Gross domestic product rose 5.4% year-on-year in October-December, official data showed, less than 6% forecast by economists in a Reuters poll, and below upwardly revised 8.5% growth in July-September and 20.3% April-June expansion.

"The growth number is really disappointing," said Sujan Hajra, chief economist at Mumbai-based Anand Rathi Securities, citing weakening rural consumer demand and investments.

India, which covers nearly 80% of its oil needs through imports, possibly faces a widening trade deficit, a weaker rupee and higher inflation after crude prices spiked above $100 a barrel, with a hit to growth seen as the main concern.

"Given the geopolitical instability and crude oil prices, we think the fiscal and monetary policy accommodation will continue," Hajra said.

A 10% rise in oil prices could shave 0.2 percentage points off India's GDP growth while adding 0.3 to 0.4 percentage points to retail inflation, according to Nomura's estimates.

Oil soars past $102 as sanctions and pressures on Russia mount

The Reserve Bank of India slashed its key repo rate by 115 basis points since March 2020 to soften the blow from the coronavirus pandemic and has kept rates low to support the economic recovery.

__WORK INSTRUCTION 1__
Write out the passage on India's economic growth exactly, from "Gross domestic product" down to "20.3% April-June expansion.".
__WORK INSTRUCTION 2__
Decide whether each statement agrees with the passage on India's economic growth, answering yes or no and quoting the deciding words: (a) GDP grew 5.4% year-on-year in October-December. (b) India imports about half of its oil needs. (c) The Reserve Bank of India has raised its key repo rate since March 2020.

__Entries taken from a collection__
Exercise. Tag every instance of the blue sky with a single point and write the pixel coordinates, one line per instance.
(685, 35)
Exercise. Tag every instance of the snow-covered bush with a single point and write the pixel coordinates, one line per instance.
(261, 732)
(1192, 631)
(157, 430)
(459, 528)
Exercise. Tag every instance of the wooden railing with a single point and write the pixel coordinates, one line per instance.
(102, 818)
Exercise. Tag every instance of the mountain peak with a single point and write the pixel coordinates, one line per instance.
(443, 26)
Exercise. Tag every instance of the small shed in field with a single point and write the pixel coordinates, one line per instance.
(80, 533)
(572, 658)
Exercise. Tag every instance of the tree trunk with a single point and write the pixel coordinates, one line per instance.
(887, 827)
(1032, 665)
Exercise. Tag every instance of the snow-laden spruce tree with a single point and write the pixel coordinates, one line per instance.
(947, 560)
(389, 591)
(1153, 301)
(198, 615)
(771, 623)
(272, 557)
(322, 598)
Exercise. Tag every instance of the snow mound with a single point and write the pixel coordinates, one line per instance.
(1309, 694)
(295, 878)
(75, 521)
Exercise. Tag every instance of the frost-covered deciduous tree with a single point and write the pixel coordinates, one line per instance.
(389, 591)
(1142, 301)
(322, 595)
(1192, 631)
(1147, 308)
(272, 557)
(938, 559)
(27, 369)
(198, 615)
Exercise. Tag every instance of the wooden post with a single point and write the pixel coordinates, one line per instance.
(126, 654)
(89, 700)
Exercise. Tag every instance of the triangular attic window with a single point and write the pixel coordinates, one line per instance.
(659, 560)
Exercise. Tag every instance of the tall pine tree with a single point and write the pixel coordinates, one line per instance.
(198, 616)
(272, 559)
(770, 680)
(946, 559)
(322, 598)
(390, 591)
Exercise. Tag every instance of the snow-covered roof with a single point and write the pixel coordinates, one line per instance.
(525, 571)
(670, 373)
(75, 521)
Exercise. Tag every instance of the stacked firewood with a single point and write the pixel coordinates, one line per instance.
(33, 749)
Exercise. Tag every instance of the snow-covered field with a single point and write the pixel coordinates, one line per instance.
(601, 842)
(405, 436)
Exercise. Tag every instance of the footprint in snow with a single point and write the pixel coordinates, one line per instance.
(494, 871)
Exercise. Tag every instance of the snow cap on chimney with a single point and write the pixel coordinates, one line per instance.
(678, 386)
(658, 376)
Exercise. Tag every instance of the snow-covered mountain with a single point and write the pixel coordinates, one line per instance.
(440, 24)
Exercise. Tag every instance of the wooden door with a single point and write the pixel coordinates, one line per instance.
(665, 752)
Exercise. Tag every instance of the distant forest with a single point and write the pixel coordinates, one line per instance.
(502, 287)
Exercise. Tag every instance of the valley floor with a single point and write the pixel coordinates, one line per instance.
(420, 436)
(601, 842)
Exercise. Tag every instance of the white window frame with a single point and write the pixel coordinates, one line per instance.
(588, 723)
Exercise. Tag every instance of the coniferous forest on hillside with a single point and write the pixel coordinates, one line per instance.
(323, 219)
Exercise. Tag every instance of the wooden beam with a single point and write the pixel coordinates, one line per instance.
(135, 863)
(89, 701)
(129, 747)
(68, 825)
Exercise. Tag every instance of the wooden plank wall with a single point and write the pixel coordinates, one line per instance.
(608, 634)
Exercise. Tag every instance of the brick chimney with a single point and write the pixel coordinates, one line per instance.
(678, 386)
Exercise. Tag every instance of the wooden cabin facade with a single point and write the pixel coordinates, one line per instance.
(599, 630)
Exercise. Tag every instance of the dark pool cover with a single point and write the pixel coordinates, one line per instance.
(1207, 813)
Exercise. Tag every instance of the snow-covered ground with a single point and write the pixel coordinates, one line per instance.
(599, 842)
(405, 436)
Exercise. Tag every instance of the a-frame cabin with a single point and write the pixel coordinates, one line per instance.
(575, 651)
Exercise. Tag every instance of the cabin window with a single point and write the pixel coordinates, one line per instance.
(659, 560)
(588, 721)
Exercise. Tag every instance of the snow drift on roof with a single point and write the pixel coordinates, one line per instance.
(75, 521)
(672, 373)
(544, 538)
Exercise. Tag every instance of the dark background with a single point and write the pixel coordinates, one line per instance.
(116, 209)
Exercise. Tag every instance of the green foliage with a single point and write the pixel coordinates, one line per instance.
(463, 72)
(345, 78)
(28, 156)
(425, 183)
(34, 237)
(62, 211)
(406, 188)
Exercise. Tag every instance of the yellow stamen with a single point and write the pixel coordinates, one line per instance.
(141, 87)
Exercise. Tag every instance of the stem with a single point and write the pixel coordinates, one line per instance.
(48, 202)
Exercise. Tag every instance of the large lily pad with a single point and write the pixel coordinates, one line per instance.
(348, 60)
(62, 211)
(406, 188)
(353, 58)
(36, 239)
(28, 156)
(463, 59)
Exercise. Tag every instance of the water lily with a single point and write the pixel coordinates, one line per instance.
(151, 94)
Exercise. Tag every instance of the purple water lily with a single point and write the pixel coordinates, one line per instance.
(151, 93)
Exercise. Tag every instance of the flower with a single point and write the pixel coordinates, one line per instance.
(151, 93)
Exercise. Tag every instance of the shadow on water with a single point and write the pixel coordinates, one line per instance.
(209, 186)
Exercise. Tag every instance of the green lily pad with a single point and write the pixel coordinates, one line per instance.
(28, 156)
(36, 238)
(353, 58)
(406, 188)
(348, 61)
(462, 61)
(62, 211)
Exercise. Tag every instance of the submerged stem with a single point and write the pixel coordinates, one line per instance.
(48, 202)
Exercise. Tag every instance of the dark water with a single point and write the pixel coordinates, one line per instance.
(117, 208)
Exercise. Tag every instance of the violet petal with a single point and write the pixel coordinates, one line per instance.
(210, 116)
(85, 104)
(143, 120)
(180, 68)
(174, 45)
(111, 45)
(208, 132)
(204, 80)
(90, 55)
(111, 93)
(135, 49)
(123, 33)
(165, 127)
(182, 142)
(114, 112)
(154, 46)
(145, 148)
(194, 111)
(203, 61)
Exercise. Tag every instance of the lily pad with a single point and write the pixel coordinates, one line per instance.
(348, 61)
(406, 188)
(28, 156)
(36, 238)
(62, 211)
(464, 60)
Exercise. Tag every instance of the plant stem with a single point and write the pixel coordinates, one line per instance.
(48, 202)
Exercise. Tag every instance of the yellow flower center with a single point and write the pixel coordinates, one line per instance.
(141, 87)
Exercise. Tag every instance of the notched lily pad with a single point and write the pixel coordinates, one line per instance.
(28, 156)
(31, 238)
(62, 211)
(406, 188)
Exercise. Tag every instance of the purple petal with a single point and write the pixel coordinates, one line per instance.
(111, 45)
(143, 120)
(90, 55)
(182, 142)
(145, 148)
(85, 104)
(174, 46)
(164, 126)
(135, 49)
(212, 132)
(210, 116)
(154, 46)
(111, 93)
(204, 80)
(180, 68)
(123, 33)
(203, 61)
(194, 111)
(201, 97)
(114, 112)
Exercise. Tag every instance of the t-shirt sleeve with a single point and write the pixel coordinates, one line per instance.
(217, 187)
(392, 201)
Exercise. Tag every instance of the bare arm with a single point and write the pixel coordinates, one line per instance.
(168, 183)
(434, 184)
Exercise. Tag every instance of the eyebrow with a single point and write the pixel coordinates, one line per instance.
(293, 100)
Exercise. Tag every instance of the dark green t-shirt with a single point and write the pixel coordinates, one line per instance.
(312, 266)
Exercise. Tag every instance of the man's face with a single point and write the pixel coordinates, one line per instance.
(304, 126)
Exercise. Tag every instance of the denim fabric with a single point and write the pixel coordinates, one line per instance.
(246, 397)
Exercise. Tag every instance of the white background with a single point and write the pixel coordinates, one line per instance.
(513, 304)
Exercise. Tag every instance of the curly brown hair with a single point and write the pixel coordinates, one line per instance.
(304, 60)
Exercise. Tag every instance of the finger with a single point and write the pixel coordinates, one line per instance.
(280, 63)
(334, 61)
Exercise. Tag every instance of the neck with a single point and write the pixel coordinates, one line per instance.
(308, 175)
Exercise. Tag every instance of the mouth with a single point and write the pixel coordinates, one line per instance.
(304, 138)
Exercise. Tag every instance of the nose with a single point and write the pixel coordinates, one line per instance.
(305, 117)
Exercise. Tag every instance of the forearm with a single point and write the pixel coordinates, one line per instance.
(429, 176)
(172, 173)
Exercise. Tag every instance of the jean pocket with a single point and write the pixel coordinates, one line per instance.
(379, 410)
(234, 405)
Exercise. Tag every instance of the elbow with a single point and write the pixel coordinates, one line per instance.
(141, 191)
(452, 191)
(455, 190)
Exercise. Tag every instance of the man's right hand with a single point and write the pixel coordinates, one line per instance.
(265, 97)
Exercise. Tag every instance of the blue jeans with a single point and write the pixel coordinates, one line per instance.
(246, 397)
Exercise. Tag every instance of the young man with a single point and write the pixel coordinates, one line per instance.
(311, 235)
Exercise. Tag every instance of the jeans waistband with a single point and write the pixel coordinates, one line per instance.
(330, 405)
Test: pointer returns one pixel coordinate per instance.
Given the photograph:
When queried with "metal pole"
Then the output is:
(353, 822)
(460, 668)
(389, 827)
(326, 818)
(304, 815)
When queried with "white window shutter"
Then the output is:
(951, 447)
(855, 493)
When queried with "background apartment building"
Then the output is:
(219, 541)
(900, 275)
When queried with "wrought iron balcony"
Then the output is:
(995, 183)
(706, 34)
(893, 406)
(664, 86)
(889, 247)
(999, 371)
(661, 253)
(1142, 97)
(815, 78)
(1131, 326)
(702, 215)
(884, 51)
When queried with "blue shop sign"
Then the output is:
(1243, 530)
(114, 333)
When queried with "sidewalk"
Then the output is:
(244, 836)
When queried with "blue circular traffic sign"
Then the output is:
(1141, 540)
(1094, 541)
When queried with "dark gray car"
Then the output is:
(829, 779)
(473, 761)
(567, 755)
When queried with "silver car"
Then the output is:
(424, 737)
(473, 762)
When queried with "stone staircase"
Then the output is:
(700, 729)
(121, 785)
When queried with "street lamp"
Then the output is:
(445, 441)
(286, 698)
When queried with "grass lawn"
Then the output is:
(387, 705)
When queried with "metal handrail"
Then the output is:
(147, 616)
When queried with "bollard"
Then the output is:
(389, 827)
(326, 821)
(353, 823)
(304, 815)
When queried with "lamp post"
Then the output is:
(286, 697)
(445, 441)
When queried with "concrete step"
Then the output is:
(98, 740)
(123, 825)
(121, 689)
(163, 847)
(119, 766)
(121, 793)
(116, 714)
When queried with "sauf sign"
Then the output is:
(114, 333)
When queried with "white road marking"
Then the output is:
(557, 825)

__YOUR SOLUTION 1__
Gross domestic product rose 5.4% year-on-year in October-December, official data showed, less than 6% forecast by economists in a Reuters poll, and below upwardly revised 8.5% growth in July-September and 20.3% April-June expansion.

__YOUR SOLUTION 2__
(a) Yes: "Gross domestic product rose 5.4% year-on-year in October-December"
(b) No: "covers nearly 80% of its oil needs through imports"
(c) No: "slashed its key repo rate by 115 basis points since March 2020"